Эпилог «советской глинкианы», закрепляя асафьевские постулаты, будет куда более явно, чем сами его работы о Глинке, нацелен на построение эстетической модели советской музыки. Это нашло отражение и в киноглинкиане. Глинка в фильме Александрова говорит о своих задачах создания «Руслана» как нового оперного жанра:
<…> хочу соединить музыку наших народов, которые издавна живут в России, живут вместе: и Кавказ, и финны, и восток. Понять русскую музыку в широком смысле… как у вас – «всяк сущий» в ней язык1621.
Старомодная заинтересованность Асафьева в самом композиторе и искренняя влюбленность в его сочинения была вытеснена откровенным прагматизмом последователей ученого. Недаром в конце 1950-х, суммируя итоги «глинковедения», В.А. Киселев1622 с сожалением констатирует:
Следует признать, что общая полнота собирания глинкинской эпистолярии уже достигнута, и отдельные находки только дополнят ее, но вряд ли дадут что-либо, позволяющее заново пересмотреть отдельные эпизоды личной и творческой жизни композитора. Значительно хуже обстоит дело с собиранием музыкального наследия Глинки. Многие сочинения вообще неизвестны, а даже изданные, как приводимый мною пример с Серенадой на тему «Анны Болейн», также остаются вне нашего поля зрения1623.
Однако Глинка был теперь нужен не сам по себе, а как идеолог советского искусства. И работы Асафьева, умершего в 1949 году, отныне читали именно в свете этих актуальных задач:
От Глинки – назад, к истокам русской музыки, от Глинки – вперед, ко всей русской классике, от Глинки вперед – к советской современности, к строительству новой музыкальной культуры – таков был путь Б.В. Асафьева – исследователя, музыканта, общественного деятеля1624.
Акцент, соответственно, был сделан на оформлении эстетических постулатов Глинки в законченную и современную по своим выводам систему воззрений и художественных рецептов, пригодную для использования. Под этим знаком и проходят публикации документов по биографии и творчеству Глинки в 1950-х годах.
Так, сборник фрагментов высказываний Глинки по вопросам искусства сопровождается редакторским предисловием, где, в частности, сказано:
В своих высказываниях Глинка затрагивал вопросы, волновавшие в его эпоху передовых представителей русского искусства, вопросы и ныне актуальные для советского музыкального творчества. Это – проблемы патриотизма, народности и реализма в музыке, доступности музыкального искусства1625.

..............................

**Задание A**: Перепишите часть отрывка о советском глинковедении без изменений. Начните с места, где стоят слова «Акцент, соответственно, был», и остановитесь после слов «доступности музыкального искусства1625.».
**Задание B**: Напишите, что идет дальше в отрывке о советском глинковедении, сразу после его последнего предложения.
Эти записи для работы не понадобятся.

(Записи из набора для разметки точками)
..............................

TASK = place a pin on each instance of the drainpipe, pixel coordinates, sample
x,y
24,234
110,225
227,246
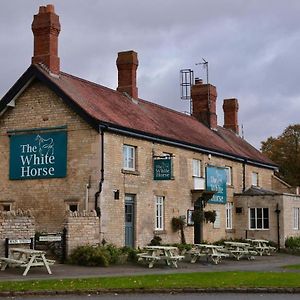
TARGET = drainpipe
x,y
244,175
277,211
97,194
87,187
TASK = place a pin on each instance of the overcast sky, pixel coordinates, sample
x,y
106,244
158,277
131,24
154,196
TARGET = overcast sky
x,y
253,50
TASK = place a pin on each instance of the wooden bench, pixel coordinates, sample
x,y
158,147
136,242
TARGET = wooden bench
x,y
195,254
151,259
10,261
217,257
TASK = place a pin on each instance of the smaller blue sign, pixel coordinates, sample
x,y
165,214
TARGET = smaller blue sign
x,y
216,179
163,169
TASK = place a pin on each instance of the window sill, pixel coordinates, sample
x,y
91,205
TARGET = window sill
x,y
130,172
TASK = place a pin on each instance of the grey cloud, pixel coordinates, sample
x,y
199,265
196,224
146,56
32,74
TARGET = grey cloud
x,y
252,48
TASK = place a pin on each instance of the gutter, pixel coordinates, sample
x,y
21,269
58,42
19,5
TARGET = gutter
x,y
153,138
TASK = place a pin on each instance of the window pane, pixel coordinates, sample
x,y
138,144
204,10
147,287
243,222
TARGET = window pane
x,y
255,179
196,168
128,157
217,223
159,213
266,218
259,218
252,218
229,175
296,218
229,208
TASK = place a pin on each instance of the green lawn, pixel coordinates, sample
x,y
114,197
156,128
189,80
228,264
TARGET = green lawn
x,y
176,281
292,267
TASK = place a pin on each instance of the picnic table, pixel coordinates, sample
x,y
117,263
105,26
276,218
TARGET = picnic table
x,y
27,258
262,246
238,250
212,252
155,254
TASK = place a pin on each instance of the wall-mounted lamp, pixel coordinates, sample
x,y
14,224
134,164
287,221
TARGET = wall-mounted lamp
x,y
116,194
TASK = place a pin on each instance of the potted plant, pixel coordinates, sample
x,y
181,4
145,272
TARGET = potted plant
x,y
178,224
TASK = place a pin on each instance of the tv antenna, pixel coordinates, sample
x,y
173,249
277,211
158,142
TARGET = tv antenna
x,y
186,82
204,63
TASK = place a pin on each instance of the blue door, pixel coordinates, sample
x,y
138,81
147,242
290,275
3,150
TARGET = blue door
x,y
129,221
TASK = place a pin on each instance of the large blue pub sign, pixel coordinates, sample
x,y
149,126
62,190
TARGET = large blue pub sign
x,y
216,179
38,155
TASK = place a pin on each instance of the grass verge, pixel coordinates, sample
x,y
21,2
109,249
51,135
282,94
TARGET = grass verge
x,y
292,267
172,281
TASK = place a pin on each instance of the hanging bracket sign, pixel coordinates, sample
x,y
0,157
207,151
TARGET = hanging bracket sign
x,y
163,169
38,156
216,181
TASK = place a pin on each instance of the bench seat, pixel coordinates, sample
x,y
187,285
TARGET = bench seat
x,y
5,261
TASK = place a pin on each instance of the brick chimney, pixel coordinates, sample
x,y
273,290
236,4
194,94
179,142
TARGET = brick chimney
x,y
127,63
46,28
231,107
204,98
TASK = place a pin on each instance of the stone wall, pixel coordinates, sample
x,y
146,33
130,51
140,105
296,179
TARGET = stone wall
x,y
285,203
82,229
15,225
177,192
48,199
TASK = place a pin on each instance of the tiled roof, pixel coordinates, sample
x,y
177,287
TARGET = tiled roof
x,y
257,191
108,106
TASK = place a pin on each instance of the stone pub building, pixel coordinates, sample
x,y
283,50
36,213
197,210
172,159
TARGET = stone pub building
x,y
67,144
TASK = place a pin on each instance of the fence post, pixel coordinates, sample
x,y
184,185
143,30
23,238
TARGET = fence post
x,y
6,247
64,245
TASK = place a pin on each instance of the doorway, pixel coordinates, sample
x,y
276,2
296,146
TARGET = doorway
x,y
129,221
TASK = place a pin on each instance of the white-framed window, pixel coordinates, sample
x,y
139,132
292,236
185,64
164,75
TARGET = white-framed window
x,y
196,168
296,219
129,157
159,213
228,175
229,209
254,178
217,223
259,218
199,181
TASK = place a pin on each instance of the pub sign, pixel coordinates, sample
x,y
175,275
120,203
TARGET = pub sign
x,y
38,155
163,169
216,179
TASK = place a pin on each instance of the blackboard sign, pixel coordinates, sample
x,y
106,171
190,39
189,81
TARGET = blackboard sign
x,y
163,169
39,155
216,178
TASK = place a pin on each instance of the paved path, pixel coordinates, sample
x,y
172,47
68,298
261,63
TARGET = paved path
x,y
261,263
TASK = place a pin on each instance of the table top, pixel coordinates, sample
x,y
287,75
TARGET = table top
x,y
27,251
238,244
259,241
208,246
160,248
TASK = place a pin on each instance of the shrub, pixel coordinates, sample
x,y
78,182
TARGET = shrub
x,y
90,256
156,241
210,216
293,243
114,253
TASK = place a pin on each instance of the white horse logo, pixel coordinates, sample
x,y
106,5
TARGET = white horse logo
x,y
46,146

..............................

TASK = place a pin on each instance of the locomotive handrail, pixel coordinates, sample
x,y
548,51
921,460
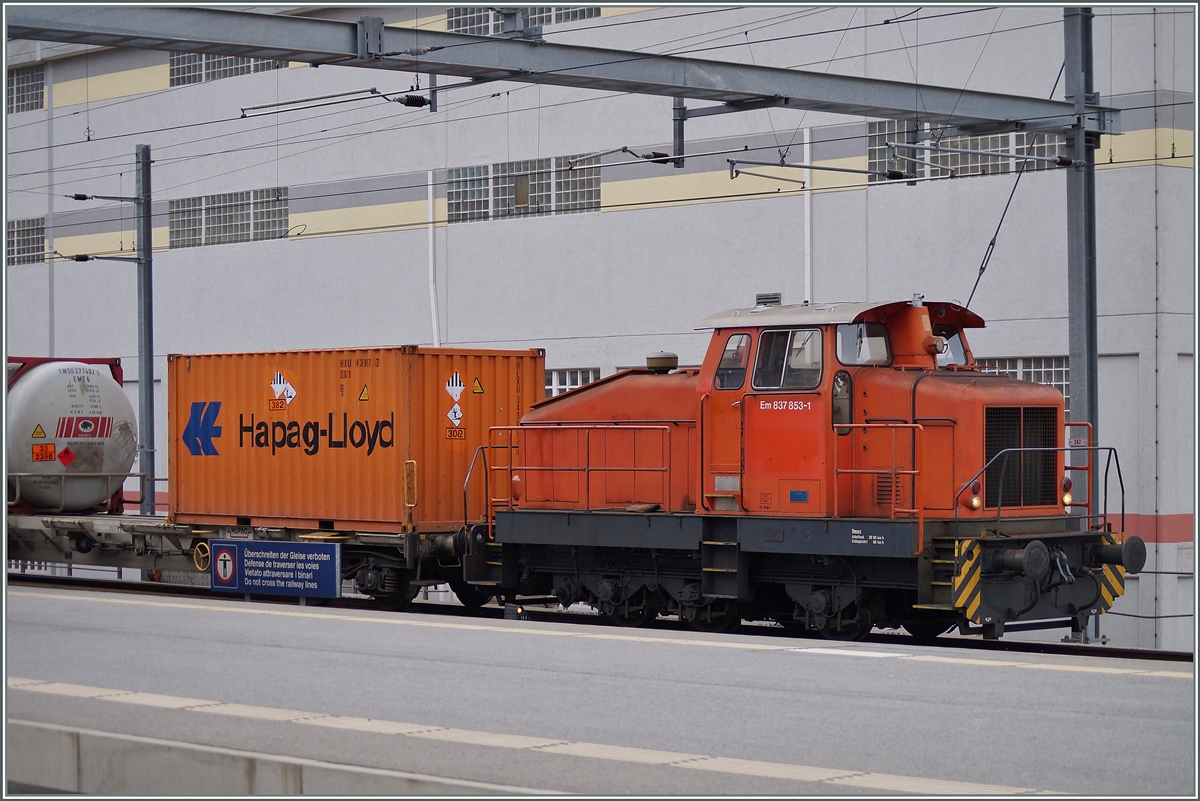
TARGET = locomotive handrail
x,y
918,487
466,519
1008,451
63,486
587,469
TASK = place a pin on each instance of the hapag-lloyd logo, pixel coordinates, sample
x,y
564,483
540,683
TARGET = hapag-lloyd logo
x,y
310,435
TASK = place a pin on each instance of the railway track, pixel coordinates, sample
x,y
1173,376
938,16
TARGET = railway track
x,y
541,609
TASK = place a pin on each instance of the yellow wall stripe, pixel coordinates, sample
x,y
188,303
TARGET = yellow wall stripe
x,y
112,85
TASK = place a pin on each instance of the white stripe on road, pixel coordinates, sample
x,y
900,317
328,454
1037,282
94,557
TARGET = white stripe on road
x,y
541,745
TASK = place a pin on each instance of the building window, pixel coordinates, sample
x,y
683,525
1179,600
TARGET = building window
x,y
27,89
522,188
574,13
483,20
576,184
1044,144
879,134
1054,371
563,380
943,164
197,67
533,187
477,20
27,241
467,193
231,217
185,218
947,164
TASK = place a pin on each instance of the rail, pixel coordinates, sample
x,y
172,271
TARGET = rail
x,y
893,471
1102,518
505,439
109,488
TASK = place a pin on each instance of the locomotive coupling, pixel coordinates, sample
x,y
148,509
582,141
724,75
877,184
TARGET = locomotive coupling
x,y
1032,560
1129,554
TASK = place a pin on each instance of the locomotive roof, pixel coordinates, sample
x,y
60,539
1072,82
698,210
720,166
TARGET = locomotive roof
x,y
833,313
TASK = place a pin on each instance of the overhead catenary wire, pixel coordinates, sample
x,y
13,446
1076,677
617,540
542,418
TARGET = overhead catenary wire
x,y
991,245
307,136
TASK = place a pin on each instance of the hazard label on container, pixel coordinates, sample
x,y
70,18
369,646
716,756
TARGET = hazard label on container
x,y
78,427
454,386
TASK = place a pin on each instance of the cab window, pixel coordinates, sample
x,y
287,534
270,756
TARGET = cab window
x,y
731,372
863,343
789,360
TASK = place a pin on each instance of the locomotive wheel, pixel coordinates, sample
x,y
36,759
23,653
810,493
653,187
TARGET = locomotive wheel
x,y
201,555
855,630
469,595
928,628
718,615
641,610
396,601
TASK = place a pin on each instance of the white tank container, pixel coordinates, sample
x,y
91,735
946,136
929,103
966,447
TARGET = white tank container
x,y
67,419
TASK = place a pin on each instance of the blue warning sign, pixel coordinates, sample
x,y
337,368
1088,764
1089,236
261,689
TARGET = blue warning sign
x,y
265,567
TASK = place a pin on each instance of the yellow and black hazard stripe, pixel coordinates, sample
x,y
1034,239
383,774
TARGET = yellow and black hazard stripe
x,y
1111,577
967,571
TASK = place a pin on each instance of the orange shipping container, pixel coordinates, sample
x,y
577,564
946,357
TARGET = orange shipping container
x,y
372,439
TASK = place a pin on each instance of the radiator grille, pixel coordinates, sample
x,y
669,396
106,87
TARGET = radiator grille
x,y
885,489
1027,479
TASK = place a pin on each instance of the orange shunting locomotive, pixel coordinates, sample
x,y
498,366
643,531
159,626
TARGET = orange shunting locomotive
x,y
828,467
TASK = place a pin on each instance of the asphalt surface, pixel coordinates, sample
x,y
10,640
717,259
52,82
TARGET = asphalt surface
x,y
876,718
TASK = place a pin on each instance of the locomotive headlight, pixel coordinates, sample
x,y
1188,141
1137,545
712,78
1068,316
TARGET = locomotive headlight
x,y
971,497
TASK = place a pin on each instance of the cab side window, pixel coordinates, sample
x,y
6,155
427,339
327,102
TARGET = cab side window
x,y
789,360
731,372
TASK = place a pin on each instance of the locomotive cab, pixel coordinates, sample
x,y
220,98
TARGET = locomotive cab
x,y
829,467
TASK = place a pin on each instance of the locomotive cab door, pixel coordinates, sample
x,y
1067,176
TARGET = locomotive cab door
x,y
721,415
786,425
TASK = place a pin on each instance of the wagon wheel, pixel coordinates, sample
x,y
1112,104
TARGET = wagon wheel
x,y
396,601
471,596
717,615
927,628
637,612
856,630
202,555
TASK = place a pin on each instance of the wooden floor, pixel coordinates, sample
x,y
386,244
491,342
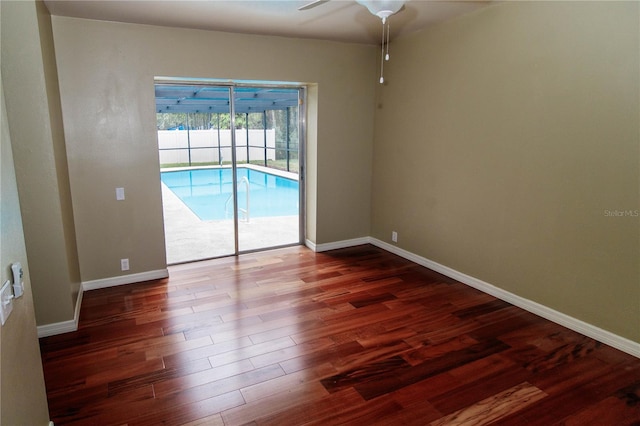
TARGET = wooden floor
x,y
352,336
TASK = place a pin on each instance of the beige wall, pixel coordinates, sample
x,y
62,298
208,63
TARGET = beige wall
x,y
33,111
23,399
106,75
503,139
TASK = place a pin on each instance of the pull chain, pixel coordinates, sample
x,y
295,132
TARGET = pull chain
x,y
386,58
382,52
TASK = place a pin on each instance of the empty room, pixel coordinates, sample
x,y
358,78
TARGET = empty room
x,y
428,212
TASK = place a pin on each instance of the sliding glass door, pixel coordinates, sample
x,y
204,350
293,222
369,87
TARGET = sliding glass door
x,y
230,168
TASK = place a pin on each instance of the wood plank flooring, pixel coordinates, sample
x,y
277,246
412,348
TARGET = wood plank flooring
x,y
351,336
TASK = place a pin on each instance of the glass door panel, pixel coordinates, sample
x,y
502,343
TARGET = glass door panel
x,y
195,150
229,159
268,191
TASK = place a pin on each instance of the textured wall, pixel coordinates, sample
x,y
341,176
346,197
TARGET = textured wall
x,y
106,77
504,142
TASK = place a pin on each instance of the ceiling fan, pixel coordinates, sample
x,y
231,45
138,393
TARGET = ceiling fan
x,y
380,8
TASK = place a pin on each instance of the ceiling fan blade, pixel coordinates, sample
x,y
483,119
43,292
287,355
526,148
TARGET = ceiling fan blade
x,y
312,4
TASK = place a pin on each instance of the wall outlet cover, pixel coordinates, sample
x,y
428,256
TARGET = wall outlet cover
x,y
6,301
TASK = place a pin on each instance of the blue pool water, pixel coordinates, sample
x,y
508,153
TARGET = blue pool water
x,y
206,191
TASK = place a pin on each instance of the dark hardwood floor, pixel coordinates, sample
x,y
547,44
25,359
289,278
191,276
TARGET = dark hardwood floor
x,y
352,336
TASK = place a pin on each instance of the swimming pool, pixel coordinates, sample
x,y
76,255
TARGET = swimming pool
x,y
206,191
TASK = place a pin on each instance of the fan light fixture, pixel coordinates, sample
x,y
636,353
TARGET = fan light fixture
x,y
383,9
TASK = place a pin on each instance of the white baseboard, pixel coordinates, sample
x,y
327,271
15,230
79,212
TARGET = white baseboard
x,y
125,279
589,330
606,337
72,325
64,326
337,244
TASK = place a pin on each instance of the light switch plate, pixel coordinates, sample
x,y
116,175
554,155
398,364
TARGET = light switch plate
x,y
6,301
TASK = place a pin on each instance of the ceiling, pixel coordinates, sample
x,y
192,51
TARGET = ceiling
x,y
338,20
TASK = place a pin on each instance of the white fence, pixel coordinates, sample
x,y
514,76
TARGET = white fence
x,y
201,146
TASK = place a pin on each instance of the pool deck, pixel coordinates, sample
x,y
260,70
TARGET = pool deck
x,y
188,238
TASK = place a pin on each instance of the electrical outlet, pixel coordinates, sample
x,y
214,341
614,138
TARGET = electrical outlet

..............................

**Ответ A**:
Акцент, соответственно, был сделан на оформлении эстетических постулатов Глинки в законченную и современную по своим выводам систему воззрений и художественных рецептов, пригодную для использования. Под этим знаком и проходят публикации документов по биографии и творчеству Глинки в 1950-х годах.
Так, сборник фрагментов высказываний Глинки по вопросам искусства сопровождается редакторским предисловием, где, в частности, сказано:
В своих высказываниях Глинка затрагивал вопросы, волновавшие в его эпоху передовых представителей русского искусства, вопросы и ныне актуальные для советского музыкального творчества. Это – проблемы патриотизма, народности и реализма в музыке, доступности музыкального искусства1625.

**Ответ B**:
Вся эта характерная для конца 1940-х – начала 1950-х годов риторика никак не связана с весьма скромными и почти всегда нацеленными на музыкантскую практику глинкинскими замечаниями. Но подобное комментирование выдвигает асафьевского «умного художника» на роль идеолога современного искусства. Замечу, что в брошюре К.А. Кузнецова о Глинке 1920-х годов уже содержалось прозорливое обращение к «будущему исследователю Глинки». Указывая на переписку с композитором В.Н. Кашперовым, автор писал:
<…> он найдет здесь Глинку в необычайной для него роли музыкального эстетика (письмо 1856 г). Но это лишь маленький эпизод1626.
Однако новая задача советской глинкианы – формулировка той эстетической платформы, для которой сам композитор не нашел (да и не искал!) подходящих терминов:
Музыкально-эстетические воззрения великого художника были глубоко продуманы, проверены на собственном творческом опыте и сложились в законченную философско-эстетическую систему, опирающуюся на несколько основных, исходных философских, художественных и музыкально-технологических начал. <…> Первое из этих начал – реализм. Владимиром Стасовым и Цезарем Кюи когда-то было высказано мнение, будто зачинателем реализма в русской музыке был Даргомыжский. Однако история учит нас другому. Проявления реализма можно вскрыть в русской оперной музыке еще в XVIII веке. <…> С Глинки реализм становится уже одним из основных начал русской национальной музыкальной школы, определяя прежде всего музыку самого Глинки <…>1627
Другими словами, будь у Глинки какая-то иная эстетика при той же величине дарования, то она уже не обеспечила бы ни глубины, ни силы, ни бессмертия его музыке. Отсюда ясно, что все композиторы достигнут того же – классического! – художественного уровня, если будут следовать одинаковым с Глинкой или шире – всеобщим – эстетическим положениям. Если же все они следуют одним и тем же эстетическим канонам, то их музыка должна сводиться к одинаковым и стилистически сходным художественным результатам. Так же, как узаконен образ самого классика, узаконен и образ его искусства.
Реализм, таким образом, приобретает всеобщее и внеисторическое значение. Он служит оценочной категорией и должен распространяться на все заслуживающие внимания и уважения явления искусства. Чем более ранние произведения русского искусства будут определены как реалистические, тем отчетливее определится грандиозный масштаб русской музыкальной культуры, присущий ей, согласно утвердившейся в конце 1940-х годов идеологии, уже на самых ранних этапах развития.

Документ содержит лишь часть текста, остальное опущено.